READING PASSAGE>
** Begin **

If all the target pixels adopt the same sampling mode, some visible defects in the checkerboard format may appear in an image outputted after smoothing treatment. In order to reduce the defects, according to one example of the present disclosure, when there are a plurality of target pixels, as for at least two target pixels in the plurality of target pixels, pixels in respective set regions of the at least two target pixels are sampled according to different sampling modes, so as to determine a plurality of respective sampling points of the at least two target pixels. For instance, as for two adjacent target pixels, different sampling modes are adopted for sampling. That is to say, in the embodiment of the present disclosure, the at least two target pixels have different sampling modes. Different sampling modes select different sampling points from the same area. For instance, as shown in FIGS. 2a and 2b, in FIG. 2a, as for the target pixel P1, the first sampling mode is adopted to sample pixels in a set region of P1, namely taking B1-B8 as the sampling points of P1; and in FIG. 2b, as for the target pixel P2, the second sampling mode is adopted to sample pixels in a set region of P2, namely taking C1-C8 as the sampling points of P2. In the embodiment of the present disclosure, the at least two target pixels in the plurality of target pixels select different sampling modes. As different target pixels adopt different sampling modes, same filter error can be difficult to occur, so some regular visual defects can be effectively avoided. In another embodiment of the present disclosure, the plurality of target pixels adopt different sampling modes, so some regular visual defects can be further avoided.

** End **

DATA LINES>
** Begin **

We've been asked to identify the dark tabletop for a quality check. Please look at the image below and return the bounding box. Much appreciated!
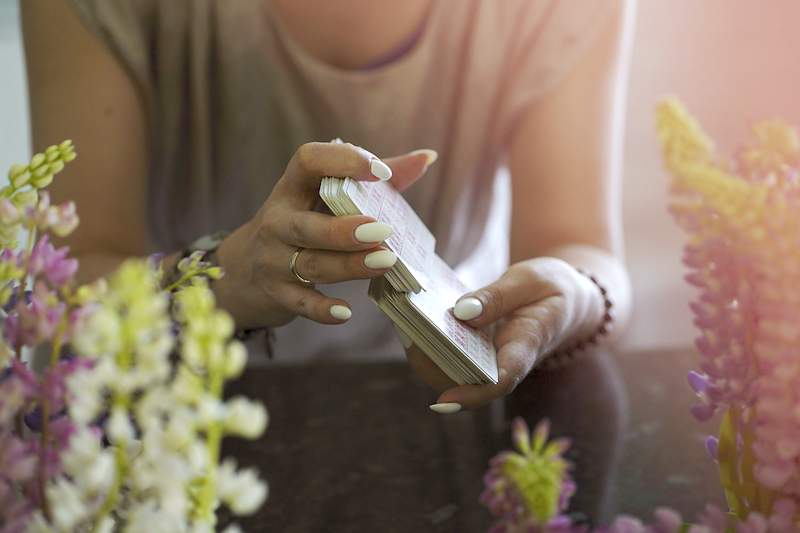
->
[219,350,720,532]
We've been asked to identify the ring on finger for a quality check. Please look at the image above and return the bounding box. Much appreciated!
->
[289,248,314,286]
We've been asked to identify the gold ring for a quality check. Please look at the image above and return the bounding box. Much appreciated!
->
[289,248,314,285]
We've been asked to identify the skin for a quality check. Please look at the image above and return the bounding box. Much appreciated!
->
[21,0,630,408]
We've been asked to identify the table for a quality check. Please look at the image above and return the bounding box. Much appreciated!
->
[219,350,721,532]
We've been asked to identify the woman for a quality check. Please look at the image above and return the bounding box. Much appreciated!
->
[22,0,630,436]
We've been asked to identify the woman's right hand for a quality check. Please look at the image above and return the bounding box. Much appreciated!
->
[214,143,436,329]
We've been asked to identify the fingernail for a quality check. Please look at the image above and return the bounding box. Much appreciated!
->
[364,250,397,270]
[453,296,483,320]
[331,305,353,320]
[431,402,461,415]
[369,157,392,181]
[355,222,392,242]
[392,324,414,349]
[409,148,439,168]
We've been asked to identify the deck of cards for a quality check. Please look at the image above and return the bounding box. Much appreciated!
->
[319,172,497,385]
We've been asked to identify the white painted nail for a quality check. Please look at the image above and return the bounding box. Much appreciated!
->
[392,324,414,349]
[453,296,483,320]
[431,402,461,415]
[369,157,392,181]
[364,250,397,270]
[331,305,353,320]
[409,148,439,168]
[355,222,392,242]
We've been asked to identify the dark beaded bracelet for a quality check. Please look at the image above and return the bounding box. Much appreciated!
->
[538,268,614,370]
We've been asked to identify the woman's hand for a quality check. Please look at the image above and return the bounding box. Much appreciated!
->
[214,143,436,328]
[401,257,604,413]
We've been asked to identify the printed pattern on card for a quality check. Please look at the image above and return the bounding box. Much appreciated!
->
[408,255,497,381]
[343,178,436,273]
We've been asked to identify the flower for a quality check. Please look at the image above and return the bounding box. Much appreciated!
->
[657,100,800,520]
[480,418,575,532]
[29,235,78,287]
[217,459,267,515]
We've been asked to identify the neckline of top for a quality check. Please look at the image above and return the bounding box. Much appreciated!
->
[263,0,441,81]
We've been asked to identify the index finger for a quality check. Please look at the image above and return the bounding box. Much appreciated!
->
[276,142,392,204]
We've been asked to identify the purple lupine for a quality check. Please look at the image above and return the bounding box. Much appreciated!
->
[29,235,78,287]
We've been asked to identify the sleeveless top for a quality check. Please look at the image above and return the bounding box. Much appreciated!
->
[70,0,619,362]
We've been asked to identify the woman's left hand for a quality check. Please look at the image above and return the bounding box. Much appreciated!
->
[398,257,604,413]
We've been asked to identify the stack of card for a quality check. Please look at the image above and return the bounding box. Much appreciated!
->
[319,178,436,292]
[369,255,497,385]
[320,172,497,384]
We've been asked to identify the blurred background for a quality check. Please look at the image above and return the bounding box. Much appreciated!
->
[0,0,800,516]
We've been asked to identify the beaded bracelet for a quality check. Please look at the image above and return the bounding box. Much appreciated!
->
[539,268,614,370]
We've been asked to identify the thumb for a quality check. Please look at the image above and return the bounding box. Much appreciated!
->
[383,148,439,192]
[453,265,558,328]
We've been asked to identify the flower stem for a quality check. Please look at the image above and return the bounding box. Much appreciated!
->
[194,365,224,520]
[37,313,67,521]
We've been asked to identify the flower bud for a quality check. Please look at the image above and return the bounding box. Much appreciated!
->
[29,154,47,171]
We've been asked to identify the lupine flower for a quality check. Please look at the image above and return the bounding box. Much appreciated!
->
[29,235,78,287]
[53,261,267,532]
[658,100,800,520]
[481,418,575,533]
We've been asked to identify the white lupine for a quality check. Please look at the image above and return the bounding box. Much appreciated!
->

** End **

STATED TASK> Extend the passage on sampling modes for target pixels, continuing directly after its final sentence.

REPLY TO THE EXERCISE>
According to one example of the present disclosure, the set region at the periphery of each target pixel includes the region in which the target pixel is located. The plurality of sampling points of each target pixel may include the target pixel. That is to say, in the process of determining the sampling points of each target pixel, the adopted sampling mode may take the target pixel as one sampling point. Thus, the color of the target pixel after smoothing filter and the original color of the target pixel will not be too deviated, so the image quality after smoothing filter can be improved.

In the embodiment of the present disclosure, after the process of sampling the pixels in the set region of each target pixel, the target pixel may be subjected to smoothing treatment according to the plurality of sampling points. According to one example of the present disclosure, in the smoothing process, the pixel value of the plurality of sampling points may be subjected to weighted average at first, and then the pixel value of the target pixel is corrected according to the weighted average result.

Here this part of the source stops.